** Source document follows **

UCI says no contact so far in probe
Cycling's top official Pat McQuaid has questioned whether the latest investigation into cheating at the highest level of the sport is being driven by new information or old vendettas.
International cycling union UCI chief Pat McQuaid told AP on the sidelines of the Youth Olympic Games on Tuesday that neither the U.S. federal authorities nor Interpol have asked for anything from the UCI.
Investigators have contacted sponsors and reportedly former teammates of seven-time Tour de France winner Lance Armstrong. The investigation gained global attention after disgraced rider Floyd Landis, who was stripped of his 2006 Tour victory, admitted doping and implicated Armstrong and other riders.
McQuaid wondered whether the federal probe was based on facts or the product of Landis' seeking revenge against the cycling community following the taint on his career.
"To some extent, when you look at the way the investigation has come about, you have to ask whether there is a genuine investigation or whether there are vendettas going on here," McQuaid told the AP. "From that point of view, it's unfortunate that people who could have approached this in a completely different way didn't do so. They just went public.
"From that view, it's an investigation that has taken place in the public arena, which was unnecessary."
Landis has also implicated the UCI in his allegations, the latest of which were published in The Wall Street Journal last month. Landis has claimed that Armstrong tested positive for EPO at the Tour de Suisse in 2002 and paid off then UCI president Hein Verbruggen to keep it quiet. Armstrong won the 2001 Swiss race, but did not compete there in 2002.
McQuaid, who has been UCI chief since 2005, denied any cover up. And he doubted the U.S. authorities would be in touch with the UCI, because "this is not a doping investigation as such."
"I know the actual facts and the work UCI did during that period in the fight against doping and I know we are completely in the clean from what we did," McQuaid said. "We were testing even at that time more than anyone else.
"If it's proven these guys were beating the system, they were beating the system put in place by the scientific authorities, by WADA and everyone else."
McQuaid dismissed any suggestion that the UCI covered up Armstrong's positive test in exchange for payments of $25,000 in 2002 for its antidoping program and $100,000 in 2005 for the purchase of a Sysmex machine used for analyzing blood. The donation has raised questions of a conflict of interest.
McQuaid said the UCI conducted a review in which it contacted laboratories that had done testing at the time and found that each EPO test was followed up.
"We have a very clear file that will show to any investigation that the UCI did everything correct and did not and could not have hid a positive control," McQuaid said. "The conflict of interest element of it to my mind is taken away.
"The fact is we were accused of possibly hiding positive control because we received money. The fact is we didn't hide a positive control. The fact is there was no positive control, and the fact is that Lance Armstrong has never been control positive.
"There was nothing we could do to favor him and he was treated within the rules the same as any other athlete."
McQuaid said in the future the UCI "may deal differently" with a donation like Armstrong's. But he insisted that it depends heavily on donations from all riders and teams to support its annual $6.4 million anti-doping budget.
Armstrong has always denied Landis' allegations, and has described his former teammate as "a person of zero credibility."

** End of Source document **

_Requirement 1_
Using the article about the UCI and the Armstrong investigation, decide whether each statement agrees with it: (a) McQuaid has headed the UCI since 2005; (b) Armstrong raced in the Tour de Suisse in 2002; (c) the UCI's annual anti-doping budget is $6.4 million. Answer yes or no for each and quote the deciding words.
_Requirement 2_
According to the article about the UCI and the Armstrong investigation, what was the 2005 payment of $100,000 for?

** Data section follows **

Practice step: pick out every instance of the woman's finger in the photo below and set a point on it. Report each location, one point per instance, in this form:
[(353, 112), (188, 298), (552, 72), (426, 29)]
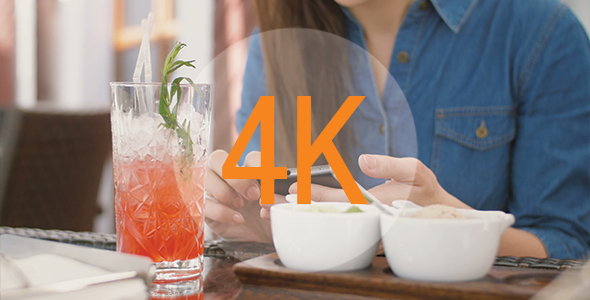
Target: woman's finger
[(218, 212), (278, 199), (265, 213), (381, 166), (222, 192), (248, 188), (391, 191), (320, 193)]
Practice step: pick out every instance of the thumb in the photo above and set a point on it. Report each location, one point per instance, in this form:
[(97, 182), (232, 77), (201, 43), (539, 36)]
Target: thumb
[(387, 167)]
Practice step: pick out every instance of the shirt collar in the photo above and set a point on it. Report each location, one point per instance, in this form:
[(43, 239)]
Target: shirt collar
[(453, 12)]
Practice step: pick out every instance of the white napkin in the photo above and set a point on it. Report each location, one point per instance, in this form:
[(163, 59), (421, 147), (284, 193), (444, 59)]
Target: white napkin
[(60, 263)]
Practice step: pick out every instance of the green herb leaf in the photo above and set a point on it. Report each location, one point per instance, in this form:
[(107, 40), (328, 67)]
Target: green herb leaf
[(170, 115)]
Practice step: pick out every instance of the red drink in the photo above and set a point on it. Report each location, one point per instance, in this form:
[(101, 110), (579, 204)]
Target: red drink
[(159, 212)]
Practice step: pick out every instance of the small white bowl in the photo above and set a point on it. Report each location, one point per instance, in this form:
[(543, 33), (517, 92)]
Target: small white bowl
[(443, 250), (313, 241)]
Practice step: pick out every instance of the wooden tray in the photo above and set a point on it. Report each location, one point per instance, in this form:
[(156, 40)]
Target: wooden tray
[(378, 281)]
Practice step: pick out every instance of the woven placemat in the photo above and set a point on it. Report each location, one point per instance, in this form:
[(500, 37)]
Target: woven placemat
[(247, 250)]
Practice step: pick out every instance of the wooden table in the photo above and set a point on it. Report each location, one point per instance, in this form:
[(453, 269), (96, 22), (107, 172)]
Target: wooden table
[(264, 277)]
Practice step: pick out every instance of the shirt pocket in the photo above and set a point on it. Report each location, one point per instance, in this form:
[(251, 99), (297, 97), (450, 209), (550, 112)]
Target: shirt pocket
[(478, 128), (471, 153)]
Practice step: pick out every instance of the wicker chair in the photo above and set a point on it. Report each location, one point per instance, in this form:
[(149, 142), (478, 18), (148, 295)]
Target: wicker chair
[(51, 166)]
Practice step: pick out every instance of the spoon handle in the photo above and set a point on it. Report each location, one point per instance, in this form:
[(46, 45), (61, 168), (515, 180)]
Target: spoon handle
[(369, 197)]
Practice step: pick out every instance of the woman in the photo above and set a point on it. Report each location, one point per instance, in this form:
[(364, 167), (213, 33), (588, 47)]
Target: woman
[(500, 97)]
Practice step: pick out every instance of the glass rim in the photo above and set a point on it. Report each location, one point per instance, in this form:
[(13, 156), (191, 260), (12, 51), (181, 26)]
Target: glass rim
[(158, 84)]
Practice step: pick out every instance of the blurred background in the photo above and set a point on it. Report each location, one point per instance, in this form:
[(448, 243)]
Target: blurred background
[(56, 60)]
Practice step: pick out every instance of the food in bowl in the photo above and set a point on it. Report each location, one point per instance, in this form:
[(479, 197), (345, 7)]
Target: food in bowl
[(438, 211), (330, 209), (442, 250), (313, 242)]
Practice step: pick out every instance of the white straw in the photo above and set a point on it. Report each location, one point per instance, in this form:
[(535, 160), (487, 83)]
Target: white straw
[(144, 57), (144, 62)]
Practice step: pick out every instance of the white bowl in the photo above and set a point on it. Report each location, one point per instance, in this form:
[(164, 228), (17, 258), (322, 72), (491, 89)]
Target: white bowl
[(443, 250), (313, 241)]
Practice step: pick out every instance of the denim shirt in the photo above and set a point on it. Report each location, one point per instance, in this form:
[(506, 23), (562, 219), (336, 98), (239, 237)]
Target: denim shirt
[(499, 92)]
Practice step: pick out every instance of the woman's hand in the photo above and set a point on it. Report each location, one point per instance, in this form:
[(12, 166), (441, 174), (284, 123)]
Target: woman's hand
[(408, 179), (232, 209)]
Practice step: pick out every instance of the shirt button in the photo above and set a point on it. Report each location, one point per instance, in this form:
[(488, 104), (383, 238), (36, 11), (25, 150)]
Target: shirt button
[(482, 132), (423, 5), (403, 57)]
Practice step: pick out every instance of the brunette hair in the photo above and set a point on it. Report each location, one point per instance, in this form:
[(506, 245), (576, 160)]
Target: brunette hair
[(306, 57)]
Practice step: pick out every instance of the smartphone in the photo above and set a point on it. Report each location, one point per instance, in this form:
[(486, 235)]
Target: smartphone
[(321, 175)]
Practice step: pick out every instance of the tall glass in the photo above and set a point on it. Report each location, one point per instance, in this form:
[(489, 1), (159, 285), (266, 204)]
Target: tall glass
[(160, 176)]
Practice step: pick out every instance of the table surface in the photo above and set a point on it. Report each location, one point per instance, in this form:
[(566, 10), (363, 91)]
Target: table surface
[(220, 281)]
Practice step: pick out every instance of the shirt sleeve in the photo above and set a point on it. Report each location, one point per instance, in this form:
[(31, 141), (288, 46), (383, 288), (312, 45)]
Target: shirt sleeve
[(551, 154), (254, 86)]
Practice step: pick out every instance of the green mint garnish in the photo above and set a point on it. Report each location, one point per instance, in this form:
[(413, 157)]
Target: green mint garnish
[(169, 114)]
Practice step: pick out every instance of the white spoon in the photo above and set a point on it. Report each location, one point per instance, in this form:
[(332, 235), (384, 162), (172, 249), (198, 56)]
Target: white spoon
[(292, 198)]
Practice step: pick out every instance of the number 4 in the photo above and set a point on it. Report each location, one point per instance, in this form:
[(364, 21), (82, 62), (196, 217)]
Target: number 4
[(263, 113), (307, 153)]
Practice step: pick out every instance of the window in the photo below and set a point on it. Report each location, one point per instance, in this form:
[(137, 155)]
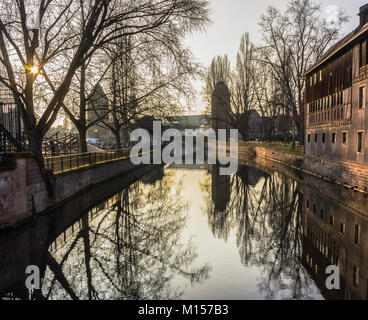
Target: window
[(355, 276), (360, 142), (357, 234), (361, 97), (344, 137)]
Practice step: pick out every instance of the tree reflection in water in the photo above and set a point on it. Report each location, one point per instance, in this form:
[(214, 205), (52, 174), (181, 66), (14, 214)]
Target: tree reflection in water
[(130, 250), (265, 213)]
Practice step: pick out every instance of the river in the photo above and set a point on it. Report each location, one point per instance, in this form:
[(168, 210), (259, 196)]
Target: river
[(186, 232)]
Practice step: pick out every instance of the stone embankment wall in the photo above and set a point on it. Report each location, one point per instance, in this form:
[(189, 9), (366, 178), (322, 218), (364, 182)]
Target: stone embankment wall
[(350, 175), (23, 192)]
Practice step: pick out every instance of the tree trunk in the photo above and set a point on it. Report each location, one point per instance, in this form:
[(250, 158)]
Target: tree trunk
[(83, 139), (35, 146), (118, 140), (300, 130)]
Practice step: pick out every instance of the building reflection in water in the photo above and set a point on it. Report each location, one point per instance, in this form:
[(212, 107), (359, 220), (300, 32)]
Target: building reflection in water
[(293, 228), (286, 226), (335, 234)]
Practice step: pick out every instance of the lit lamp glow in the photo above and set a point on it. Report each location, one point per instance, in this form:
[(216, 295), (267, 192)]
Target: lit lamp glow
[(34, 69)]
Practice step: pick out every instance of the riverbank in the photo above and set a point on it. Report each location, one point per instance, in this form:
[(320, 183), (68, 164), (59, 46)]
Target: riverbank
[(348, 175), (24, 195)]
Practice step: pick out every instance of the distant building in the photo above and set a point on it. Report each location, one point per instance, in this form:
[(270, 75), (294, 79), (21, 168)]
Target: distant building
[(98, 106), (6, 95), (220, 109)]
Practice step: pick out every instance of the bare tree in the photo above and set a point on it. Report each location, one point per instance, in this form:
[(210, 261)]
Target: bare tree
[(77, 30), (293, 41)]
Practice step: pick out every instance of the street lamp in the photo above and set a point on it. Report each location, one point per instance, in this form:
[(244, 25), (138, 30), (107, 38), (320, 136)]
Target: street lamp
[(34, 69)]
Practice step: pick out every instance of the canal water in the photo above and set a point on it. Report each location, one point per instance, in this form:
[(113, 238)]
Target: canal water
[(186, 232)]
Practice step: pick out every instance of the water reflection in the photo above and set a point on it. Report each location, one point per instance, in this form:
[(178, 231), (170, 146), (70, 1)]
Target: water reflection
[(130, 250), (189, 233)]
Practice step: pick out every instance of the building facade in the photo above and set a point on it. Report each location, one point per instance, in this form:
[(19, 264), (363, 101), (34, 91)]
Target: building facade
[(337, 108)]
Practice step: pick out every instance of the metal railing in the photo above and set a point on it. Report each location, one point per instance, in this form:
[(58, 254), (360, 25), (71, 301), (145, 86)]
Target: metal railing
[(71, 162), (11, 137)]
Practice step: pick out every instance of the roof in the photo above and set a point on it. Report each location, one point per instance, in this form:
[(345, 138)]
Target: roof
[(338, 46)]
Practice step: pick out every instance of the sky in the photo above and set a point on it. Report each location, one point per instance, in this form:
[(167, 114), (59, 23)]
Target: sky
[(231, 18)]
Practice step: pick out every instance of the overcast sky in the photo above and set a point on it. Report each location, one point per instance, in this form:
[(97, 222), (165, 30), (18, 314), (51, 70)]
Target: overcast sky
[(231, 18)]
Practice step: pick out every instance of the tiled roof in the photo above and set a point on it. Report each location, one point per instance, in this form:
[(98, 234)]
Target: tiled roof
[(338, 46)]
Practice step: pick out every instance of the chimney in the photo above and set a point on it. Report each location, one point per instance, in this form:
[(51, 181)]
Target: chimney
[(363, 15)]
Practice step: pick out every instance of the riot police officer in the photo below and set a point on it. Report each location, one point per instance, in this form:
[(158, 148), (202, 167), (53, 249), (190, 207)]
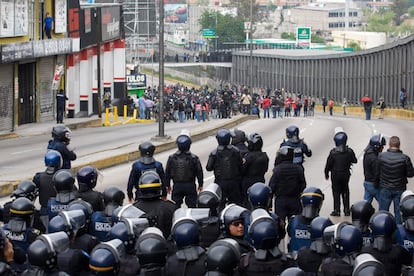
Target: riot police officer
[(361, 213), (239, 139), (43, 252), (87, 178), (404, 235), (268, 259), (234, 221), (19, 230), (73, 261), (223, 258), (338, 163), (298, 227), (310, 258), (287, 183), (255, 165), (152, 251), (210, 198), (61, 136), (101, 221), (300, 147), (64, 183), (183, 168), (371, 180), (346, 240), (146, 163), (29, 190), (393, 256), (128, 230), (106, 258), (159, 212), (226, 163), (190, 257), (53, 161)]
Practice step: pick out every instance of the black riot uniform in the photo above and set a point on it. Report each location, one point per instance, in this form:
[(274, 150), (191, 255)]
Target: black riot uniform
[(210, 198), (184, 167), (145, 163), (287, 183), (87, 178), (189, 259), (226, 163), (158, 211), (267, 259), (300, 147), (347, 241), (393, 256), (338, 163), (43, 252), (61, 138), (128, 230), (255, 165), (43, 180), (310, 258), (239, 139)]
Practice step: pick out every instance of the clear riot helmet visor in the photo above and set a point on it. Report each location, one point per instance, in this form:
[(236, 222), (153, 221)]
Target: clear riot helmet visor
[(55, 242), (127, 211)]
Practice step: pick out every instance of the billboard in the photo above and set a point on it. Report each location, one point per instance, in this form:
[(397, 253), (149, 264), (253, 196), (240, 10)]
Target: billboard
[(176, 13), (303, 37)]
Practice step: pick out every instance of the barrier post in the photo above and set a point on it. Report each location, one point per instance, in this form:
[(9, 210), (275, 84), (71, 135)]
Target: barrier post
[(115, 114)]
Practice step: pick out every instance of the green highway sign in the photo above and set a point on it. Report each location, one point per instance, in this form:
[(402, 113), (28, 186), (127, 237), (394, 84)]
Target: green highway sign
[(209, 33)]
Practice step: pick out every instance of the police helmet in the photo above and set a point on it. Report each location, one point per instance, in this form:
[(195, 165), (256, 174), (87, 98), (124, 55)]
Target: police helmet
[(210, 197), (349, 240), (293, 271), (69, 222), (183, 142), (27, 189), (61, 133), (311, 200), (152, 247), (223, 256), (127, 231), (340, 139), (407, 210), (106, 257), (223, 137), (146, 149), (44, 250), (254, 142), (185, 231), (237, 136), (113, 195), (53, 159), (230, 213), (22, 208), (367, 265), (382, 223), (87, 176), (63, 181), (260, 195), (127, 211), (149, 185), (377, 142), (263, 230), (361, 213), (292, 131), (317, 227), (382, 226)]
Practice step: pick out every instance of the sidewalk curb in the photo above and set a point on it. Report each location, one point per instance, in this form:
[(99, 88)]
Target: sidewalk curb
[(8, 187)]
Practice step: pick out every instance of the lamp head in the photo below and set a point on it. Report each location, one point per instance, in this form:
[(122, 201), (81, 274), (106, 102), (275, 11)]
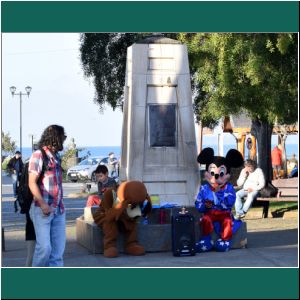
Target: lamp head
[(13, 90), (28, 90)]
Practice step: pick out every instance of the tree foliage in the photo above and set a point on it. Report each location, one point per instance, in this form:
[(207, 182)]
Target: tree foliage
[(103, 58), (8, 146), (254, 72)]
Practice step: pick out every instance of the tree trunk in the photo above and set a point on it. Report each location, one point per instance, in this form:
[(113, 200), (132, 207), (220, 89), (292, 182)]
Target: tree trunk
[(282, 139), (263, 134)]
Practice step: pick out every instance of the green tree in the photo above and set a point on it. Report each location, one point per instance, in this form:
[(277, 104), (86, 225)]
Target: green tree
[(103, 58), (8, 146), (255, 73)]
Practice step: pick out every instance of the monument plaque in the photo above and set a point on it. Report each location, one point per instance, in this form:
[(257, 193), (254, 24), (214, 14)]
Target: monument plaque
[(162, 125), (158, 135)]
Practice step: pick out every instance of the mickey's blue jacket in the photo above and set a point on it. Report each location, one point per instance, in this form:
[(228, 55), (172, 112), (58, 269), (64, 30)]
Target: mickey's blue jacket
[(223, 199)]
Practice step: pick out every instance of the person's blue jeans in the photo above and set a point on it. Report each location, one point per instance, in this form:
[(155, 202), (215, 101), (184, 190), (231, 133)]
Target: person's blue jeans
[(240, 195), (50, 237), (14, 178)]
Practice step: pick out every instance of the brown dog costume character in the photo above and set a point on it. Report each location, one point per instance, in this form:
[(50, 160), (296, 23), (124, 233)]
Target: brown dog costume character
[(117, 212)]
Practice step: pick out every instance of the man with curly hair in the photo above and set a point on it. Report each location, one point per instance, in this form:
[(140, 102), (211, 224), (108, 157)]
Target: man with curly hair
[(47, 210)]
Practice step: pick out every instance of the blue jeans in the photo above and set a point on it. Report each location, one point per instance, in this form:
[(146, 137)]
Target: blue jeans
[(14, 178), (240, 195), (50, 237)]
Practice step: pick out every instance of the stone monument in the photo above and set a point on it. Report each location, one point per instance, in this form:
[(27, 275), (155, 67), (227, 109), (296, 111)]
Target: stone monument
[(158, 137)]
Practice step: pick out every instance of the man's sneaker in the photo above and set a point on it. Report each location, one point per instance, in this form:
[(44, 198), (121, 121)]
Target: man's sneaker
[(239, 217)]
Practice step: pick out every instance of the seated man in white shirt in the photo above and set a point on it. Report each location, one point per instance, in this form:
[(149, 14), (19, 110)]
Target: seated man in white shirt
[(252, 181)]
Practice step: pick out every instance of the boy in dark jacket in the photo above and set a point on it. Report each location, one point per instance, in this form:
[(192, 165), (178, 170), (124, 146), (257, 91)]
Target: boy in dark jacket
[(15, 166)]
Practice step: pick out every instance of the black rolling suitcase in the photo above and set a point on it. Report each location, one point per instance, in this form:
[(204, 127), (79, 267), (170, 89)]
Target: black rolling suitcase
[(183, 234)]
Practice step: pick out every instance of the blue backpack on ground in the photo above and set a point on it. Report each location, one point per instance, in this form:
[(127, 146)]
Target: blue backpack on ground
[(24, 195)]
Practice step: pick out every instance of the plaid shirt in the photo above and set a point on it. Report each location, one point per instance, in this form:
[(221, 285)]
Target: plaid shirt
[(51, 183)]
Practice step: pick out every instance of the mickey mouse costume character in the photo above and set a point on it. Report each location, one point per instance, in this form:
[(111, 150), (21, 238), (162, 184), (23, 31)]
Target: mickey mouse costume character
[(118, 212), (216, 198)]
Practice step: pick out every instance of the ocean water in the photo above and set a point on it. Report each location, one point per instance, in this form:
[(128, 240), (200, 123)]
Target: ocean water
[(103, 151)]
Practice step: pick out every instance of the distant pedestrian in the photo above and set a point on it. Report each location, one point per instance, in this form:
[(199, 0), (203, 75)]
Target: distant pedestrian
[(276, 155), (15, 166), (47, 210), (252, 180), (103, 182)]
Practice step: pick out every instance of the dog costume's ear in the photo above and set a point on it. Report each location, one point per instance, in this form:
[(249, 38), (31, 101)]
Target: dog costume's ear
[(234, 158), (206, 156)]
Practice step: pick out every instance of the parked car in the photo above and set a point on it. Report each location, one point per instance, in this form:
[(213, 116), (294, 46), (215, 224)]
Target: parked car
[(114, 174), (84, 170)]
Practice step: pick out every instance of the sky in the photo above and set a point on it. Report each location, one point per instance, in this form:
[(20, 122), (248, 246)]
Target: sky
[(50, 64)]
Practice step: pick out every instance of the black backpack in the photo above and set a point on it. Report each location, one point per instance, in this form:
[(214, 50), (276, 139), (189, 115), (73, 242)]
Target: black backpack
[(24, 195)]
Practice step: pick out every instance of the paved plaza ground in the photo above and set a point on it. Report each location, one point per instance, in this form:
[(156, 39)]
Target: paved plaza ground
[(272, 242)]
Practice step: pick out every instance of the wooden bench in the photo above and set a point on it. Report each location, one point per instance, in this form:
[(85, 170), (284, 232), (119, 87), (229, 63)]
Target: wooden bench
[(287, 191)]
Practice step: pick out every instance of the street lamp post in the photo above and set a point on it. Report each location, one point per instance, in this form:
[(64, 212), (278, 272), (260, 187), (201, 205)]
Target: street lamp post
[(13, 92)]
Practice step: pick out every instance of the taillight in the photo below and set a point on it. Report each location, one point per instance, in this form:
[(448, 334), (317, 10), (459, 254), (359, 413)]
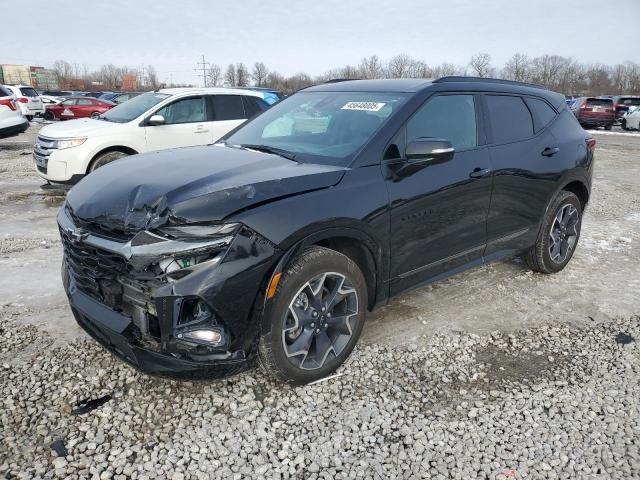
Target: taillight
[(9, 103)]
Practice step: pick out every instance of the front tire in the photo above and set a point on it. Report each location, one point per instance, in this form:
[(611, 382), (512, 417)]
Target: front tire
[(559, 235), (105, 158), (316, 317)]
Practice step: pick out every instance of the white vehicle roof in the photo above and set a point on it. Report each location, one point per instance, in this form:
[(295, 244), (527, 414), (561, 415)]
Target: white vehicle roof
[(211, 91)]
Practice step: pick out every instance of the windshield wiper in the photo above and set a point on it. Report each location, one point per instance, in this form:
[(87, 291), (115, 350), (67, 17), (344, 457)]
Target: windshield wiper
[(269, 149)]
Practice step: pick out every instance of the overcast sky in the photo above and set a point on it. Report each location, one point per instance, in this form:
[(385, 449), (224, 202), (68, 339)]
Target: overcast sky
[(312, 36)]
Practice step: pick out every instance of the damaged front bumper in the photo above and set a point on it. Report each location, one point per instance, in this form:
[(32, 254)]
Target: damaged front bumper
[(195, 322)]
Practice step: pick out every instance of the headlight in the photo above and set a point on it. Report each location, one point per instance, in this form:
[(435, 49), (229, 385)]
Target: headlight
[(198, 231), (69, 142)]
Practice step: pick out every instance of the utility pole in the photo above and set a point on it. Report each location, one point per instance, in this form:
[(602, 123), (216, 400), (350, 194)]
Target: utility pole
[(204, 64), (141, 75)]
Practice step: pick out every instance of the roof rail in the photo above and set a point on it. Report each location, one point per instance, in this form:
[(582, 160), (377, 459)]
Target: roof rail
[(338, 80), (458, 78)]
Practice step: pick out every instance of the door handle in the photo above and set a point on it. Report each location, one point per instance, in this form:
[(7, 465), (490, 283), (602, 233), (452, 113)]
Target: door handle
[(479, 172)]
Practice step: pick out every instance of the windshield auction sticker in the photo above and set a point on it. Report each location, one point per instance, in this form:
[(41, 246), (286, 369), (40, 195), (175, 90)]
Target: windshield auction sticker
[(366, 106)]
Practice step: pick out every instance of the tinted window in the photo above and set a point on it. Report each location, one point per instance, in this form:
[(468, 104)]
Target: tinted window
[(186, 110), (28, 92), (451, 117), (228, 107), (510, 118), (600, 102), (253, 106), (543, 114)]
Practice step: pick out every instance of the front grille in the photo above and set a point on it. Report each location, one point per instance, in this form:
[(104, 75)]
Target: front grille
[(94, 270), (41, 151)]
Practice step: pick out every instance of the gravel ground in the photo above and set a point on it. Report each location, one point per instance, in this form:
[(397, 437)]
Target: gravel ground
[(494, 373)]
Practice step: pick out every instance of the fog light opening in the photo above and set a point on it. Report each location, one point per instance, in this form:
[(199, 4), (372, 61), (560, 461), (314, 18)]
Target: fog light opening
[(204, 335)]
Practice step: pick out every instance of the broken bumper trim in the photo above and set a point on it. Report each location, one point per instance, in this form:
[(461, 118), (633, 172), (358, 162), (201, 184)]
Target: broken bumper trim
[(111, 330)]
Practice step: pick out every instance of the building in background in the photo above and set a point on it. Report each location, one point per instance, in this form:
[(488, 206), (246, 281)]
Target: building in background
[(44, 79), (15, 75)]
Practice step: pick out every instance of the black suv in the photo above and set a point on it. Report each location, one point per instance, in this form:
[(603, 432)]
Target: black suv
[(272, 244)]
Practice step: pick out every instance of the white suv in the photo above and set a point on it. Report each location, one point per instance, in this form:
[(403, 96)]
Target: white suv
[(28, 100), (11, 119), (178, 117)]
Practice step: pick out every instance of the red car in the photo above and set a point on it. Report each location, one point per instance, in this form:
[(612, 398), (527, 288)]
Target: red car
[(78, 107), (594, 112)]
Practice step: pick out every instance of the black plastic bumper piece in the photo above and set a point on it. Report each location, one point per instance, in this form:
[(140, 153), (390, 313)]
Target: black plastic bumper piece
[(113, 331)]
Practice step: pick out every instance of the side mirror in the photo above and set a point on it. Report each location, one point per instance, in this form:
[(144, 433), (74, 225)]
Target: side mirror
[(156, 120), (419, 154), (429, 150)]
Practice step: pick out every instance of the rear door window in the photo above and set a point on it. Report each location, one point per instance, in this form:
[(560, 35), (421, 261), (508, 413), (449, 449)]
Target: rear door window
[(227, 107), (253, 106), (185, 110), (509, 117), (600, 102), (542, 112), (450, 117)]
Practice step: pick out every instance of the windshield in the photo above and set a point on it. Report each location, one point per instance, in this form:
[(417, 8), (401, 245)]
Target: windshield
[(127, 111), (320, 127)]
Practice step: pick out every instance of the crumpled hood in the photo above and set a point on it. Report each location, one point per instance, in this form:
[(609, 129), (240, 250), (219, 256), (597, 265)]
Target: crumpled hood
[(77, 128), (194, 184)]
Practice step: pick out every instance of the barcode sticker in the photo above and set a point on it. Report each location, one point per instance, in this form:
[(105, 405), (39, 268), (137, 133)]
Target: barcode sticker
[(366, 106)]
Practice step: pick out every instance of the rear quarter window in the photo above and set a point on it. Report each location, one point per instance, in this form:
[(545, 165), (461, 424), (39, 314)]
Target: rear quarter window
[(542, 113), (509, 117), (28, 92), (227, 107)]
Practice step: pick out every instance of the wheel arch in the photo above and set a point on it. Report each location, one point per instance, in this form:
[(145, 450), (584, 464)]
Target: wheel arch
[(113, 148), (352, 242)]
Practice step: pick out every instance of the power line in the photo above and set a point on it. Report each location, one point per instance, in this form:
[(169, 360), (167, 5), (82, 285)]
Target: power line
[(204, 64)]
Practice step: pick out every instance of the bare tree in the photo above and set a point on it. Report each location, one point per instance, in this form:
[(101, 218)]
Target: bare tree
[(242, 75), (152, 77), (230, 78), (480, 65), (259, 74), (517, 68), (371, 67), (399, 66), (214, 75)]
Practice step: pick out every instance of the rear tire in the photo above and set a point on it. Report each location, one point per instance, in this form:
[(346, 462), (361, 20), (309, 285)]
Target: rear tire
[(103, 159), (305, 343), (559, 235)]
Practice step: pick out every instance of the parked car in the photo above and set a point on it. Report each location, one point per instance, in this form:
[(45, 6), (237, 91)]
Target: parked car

** End of Data section **

_Task response 1_
(a) Yes: "McQuaid, who has been UCI chief since 2005, denied any cover up."
(b) No: "Armstrong won the 2001 Swiss race, but did not compete there in 2002."
(c) Yes: "its annual $6.4 million anti-doping budget"

_Task response 2_
It was for the purchase of a Sysmex machine used for analyzing blood.